■ Selected text ■
- - - -

The UL signal of the UL band can be generated as “0” except for the central 1024 subcarriers among the number of subcarriers=“2048”. However, the UL signal can be generated as the signal of “1024” which originally having a half number of subcarriers at the ½ bandwidth.

Since in the signal having the smaller number of the subcarriers, a fast Fourier transform (FFT) size for generating the OFDM signal is small, it can be considered that the operation efficiency is good. Therefore, in a case where the UL band is made narrower than the DL band, the operation efficiency can be improved by using a transmission signal waveform having signal parameters suitable for each of the UL band and the DL band.

Fifth Modification Example

Next, a fifth modification will be described with reference to FIG. 14. In also the fifth modification, similar to the fourth modification example, it is assumed that the OFDM signal is applied to the UL and DL signals. In a case where the OFDM signal is applied, a guard band is provided between adjacent channels in order to suppress interference due to adjacent channel leakage power.

In the wireless communication system 1, since the DL transmission power of the eNB2 is overwhelmingly larger than the UL transmission power of the UE3, the guard band is determined based on the transmission power of the DL signal. For example, as schematically illustrated in FIG. 14, the guard band of the bandwidth that does not cause interference due to the adjacent channel leak power is set between the bands of the adjacent channel based on the end of the DL band.

Here, in the case of the FD, as schematically illustrated in FIG. 14, it is assumed that the UL band is aggregated on both sides outside the center of the DL band (or one side where the adjacent channels exist) with the bandwidth partially overlapping the DL band.

In other words, it is assumed that the UL aggregation band is set such that a part of the DL band deviates from the DL band on the side of the channel band disposed in the vicinity of the DL band.

Since the UL signal has a smaller transmission power than that of the DL signal, the adjacent channel leakage power is also smaller than that of the DL signal. Therefore, as schematically illustrated in FIG. 14, the guard band can be set narrower than in a case of using the DL band as a reference and the use efficiency of the frequency resource as entire the wireless communication system 1 adopting the FD can be improved.

- - - -

■ Set problem 1 ■
In the passage on uplink and downlink bands, what is the guard band determined by in the wireless communication system 1?

- - - -

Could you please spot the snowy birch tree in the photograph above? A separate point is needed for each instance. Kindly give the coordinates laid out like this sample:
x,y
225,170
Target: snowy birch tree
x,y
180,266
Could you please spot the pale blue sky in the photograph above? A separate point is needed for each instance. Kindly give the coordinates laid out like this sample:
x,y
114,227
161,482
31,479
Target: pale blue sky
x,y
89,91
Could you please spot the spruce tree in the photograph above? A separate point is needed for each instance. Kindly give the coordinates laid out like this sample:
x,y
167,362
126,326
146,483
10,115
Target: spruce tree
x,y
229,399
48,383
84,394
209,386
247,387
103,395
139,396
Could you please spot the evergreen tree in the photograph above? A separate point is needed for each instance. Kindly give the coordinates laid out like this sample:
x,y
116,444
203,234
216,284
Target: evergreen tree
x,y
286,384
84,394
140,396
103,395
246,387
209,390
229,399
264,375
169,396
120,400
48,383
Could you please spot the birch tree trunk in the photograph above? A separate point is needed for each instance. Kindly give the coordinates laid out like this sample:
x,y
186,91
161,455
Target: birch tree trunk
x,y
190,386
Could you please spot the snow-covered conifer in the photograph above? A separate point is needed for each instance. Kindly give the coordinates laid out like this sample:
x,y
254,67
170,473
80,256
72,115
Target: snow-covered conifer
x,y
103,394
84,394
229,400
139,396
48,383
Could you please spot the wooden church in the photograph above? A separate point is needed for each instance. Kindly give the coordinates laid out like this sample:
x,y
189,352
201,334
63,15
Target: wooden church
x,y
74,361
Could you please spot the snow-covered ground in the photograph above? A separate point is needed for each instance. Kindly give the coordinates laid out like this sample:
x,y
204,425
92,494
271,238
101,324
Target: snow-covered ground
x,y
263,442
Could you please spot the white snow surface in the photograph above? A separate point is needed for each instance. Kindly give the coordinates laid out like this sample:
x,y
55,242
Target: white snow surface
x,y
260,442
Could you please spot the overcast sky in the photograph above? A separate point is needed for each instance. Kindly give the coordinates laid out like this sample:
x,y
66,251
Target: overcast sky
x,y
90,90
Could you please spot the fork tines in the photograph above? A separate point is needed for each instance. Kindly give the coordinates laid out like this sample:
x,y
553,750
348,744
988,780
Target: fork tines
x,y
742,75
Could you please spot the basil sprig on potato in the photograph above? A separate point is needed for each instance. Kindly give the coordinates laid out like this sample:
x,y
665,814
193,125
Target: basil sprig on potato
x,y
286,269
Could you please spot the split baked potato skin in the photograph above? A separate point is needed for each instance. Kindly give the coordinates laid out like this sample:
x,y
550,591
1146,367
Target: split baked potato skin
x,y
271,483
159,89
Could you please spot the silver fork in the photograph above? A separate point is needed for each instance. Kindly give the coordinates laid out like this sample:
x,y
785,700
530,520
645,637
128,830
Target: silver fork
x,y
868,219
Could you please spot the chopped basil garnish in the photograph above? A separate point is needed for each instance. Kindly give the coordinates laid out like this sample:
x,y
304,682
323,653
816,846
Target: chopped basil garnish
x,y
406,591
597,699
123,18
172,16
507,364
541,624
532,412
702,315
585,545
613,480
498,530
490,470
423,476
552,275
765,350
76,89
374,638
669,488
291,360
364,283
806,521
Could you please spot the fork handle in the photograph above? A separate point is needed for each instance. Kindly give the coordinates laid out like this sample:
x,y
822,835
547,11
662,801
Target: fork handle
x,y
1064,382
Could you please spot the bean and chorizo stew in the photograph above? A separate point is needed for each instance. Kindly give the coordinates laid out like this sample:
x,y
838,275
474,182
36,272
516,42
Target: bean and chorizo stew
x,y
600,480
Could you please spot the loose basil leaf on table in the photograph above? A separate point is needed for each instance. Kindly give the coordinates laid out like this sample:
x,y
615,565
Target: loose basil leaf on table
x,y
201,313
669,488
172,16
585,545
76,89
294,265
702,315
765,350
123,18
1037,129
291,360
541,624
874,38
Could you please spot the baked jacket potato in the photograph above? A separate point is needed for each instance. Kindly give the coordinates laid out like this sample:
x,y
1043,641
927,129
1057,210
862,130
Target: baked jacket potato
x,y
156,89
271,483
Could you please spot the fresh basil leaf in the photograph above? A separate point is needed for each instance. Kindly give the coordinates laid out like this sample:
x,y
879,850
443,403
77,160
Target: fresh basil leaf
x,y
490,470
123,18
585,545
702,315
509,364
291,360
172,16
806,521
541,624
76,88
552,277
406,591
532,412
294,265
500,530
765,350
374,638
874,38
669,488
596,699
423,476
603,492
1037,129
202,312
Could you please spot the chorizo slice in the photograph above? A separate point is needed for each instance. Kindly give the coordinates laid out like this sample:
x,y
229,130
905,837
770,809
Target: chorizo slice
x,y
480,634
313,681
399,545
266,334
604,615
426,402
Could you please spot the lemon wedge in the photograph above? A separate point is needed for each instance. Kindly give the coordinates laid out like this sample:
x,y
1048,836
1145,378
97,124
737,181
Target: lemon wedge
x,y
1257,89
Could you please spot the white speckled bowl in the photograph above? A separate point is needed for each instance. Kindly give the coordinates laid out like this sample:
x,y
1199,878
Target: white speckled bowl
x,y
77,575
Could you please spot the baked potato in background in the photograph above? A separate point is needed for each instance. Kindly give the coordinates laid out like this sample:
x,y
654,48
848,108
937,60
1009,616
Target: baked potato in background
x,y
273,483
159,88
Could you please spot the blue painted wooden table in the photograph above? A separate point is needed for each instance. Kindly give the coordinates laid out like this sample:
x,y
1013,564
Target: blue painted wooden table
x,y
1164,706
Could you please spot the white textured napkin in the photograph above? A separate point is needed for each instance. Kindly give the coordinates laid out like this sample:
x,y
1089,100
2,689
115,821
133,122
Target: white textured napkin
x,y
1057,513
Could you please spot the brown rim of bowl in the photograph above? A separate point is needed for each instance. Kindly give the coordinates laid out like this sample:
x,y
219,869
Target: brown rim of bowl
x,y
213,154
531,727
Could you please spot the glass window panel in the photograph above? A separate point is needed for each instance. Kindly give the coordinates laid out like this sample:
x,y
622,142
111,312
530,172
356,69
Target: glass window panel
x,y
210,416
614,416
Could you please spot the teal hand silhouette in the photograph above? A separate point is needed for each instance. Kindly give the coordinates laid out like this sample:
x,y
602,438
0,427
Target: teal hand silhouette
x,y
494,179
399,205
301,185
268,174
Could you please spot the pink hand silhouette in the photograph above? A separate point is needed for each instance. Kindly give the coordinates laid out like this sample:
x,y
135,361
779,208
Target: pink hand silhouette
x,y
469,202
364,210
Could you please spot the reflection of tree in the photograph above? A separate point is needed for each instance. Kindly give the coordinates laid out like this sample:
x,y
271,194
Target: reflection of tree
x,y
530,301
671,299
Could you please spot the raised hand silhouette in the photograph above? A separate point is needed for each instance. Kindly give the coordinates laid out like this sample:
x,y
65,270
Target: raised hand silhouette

- - - -

■ Set problem 2 ■
Rewrite everything in the records from the line containing "Could you please spot the reflection" down to the final line of the records, with "raised" changed to "lifted" and all else left as it stands.

■ Task result 1 ■
The transmission power of the DL signal.

■ Task result 2 ■
Could you please spot the reflection of tree in the photograph above? A separate point is needed for each instance. Kindly give the coordinates laid out like this sample:
x,y
271,194
Target: reflection of tree
x,y
530,301
671,299
Could you please spot the lifted hand silhouette in the photograph above? A separate point is needed for each instance. Kindly give the coordinates laid out like this sample:
x,y
65,270
Target: lifted hand silhouette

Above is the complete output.